**Dataset excerpt**
:::::
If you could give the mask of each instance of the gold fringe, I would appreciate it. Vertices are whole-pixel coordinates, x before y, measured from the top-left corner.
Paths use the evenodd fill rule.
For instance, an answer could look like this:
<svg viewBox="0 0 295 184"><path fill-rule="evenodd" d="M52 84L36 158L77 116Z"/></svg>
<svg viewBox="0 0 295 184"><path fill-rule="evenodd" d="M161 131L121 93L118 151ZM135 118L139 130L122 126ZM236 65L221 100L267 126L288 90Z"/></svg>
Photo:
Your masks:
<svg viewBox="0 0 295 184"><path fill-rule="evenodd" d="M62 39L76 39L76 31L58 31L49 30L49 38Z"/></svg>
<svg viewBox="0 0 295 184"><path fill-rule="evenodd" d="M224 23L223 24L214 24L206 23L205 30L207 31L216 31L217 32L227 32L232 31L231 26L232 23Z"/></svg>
:::::
**Written problem**
Convert every line of the items above into a Markdown table with the columns "Row" and "Text." Number the rows and omit any blank lines.

**Output for this task**
| Row | Text |
|---|---|
| 1 | If you could give the mask of each instance of the gold fringe, I would appreciate it. Vertices are whole-pixel coordinates, x before y, measured from the top-left corner. |
| 2 | Paths use the evenodd fill rule. |
| 3 | For instance, an answer could look like this: |
| 4 | <svg viewBox="0 0 295 184"><path fill-rule="evenodd" d="M52 84L36 158L77 116Z"/></svg> |
| 5 | <svg viewBox="0 0 295 184"><path fill-rule="evenodd" d="M161 131L121 93L118 151ZM135 118L139 130L122 126ZM236 65L221 100L267 126L288 90Z"/></svg> |
| 6 | Photo: |
| 7 | Your masks: |
| 8 | <svg viewBox="0 0 295 184"><path fill-rule="evenodd" d="M62 39L76 39L76 31L58 31L49 30L49 38Z"/></svg> |
| 9 | <svg viewBox="0 0 295 184"><path fill-rule="evenodd" d="M224 23L223 24L214 24L206 23L205 30L207 31L216 31L217 32L227 32L232 31L231 26L232 23Z"/></svg> |